Assignment: From start to end, print the entire listing below exactly.

Records for this task:
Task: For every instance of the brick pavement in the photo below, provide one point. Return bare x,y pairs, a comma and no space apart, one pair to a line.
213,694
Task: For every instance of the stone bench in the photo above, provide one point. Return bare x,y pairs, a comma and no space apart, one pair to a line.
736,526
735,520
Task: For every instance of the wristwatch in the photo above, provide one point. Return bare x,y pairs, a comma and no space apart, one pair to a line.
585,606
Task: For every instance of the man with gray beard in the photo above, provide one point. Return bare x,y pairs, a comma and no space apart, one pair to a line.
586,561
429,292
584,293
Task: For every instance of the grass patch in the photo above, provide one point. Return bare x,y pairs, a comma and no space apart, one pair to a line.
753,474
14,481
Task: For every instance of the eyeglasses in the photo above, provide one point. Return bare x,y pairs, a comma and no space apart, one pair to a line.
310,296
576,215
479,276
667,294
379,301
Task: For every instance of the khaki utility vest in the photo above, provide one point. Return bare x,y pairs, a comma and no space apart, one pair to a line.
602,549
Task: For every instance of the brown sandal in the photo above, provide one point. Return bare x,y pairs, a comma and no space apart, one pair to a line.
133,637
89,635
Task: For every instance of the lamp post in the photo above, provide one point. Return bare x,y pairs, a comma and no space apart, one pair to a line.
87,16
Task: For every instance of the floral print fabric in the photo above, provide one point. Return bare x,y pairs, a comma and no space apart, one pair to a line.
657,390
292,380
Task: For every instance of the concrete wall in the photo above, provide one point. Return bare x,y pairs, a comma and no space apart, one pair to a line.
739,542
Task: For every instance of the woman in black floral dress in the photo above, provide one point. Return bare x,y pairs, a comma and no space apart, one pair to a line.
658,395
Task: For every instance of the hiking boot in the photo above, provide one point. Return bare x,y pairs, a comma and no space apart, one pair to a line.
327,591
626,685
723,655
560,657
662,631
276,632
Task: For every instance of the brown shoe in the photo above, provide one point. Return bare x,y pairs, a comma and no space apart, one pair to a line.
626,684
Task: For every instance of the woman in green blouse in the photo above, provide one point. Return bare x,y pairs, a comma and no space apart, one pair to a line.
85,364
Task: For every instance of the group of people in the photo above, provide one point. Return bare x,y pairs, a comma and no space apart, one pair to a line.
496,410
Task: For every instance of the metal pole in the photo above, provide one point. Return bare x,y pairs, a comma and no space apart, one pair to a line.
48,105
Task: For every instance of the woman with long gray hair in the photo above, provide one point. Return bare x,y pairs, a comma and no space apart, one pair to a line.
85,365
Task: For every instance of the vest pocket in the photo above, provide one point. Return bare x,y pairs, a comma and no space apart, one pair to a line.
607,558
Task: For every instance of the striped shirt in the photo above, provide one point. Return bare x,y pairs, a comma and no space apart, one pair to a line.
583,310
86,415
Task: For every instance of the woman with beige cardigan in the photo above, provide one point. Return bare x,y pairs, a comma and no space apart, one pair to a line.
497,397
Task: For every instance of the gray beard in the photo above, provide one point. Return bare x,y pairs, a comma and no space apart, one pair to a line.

Expected output:
Task: For every instance of the brick pavement in the photo below, provide one point. Return bare x,y pairs, a comma and no space apart, one pair to a line.
213,694
Task: For every instance of the stone bench in the photo above, provide one point. Return bare x,y pairs, a comma and no space apart, one pair to a line.
736,526
735,520
Task: For every instance of the wristwatch in the photo above, provide one point. Return bare x,y pairs, a comma and no space apart, one pair to a line.
585,606
Task: For every instance of the man with gray beard in the photo above, provide one point. Return bare x,y pairs, a comma and no space apart, one pair to a line.
586,561
429,292
584,293
Task: For every instance of the grass patch in the photo above, provide one point. Return bare x,y pairs, a comma and no space apart, one pair to a line.
753,474
14,481
Task: For every instance of the eyeglasses in the photo above, provide one point. Return bare x,y pairs, a comma and no space apart, one pair to a line.
310,296
576,215
479,276
667,294
379,301
Task: For every instance of the khaki utility vest in the photo above, provide one point. Return bare x,y pairs, a comma and no space apart, one pair to a line.
602,549
Task: For every instance of the brown sandal in the photo above, provide one point. Return bare x,y pairs, a comma and no space apart, one pair to a line.
133,637
89,635
Task: For every instance of the lamp post in the photo above, provide one point. Return bare x,y pairs, a comma and no space apart, one pair to a line.
87,16
Task: For every instance of the floral print fabric in the photo above, provide one point. Return bare x,y pairs, a comma and no space apart, one pair to a line.
657,390
292,380
Task: For every instance of the concrete wall in the photo above, provide one point. Return bare x,y pairs, a comma and no space apart, one pair to a line.
739,542
Task: For every instance of the woman in black floral dress in the photo above, provide one point. Return bare x,y pairs, a comma and no space apart, one pair to a line.
658,395
Task: For every instance of the hiking boot in the photo above, provide one point. Return bare x,y pairs, a comma and no space apart, one pair to a line.
327,591
626,685
723,655
560,657
662,631
276,632
Task: For every instance of the brown shoe in the photo above, provide one point. Return bare x,y pairs, a comma and no space apart, one pair to a line.
626,684
Task: For every instance of the woman in green blouse in the photo above, provide one point. Return bare x,y pairs, a comma and no space apart, one pair to a line.
85,364
Task: For every instance of the group of people in the photo above, provide one point. Return bare x,y pairs, a comma and no space apart, one pair to a line.
496,410
Task: For every instance of the metal pole in the photo above, provide one point. Return bare x,y pairs, a comma and no space apart, one pair to a line.
48,105
Task: For every instance of the woman with long gray hair in the photo above, provide one point. Return bare x,y pairs, a comma and no space apart, one pair to a line.
85,365
Task: For every instance of the vest pocket in the photo above, provide one point. Return bare x,y pairs, a comma and no space apart, one pair to a line.
607,558
Task: For every instance of the striped shirt in the photo above, provide one point. Return bare x,y pairs, a comma and no space apart, one pair to a line.
583,310
86,415
Task: For every instance of the woman with beige cardigan in the photo above, provide one point. Return bare x,y pairs, a comma and no space apart, one pair to a line.
497,397
Task: For every instance of the gray beard in the photo above, provide one point. Return bare x,y pairs, a comma and no space apart, one pair to a line.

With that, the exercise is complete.